- What you should do:
Reproduce word for word the part of the records that opens with the line containing "tap the low-rise" and closes with the line containing "[306,148,407,189]", including both of those lines.

- Data listing:

⟨

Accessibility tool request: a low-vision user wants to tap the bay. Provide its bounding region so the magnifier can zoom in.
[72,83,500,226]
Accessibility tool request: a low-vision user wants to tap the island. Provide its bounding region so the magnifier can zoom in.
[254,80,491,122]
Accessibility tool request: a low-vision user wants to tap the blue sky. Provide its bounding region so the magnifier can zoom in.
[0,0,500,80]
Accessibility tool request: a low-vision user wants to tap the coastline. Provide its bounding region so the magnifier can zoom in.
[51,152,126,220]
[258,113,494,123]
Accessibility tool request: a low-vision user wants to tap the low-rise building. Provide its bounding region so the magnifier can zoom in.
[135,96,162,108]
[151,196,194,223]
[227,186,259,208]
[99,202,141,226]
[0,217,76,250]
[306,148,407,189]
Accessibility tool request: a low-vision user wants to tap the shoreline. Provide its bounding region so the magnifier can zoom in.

⟩

- Written reply:
Accessibility tool request: a low-vision user wants to tap the low-rise building. Provide its bounding region so the magnifier can zoom in.
[135,96,162,108]
[151,196,194,223]
[227,186,259,208]
[99,202,141,226]
[0,217,76,250]
[306,148,407,189]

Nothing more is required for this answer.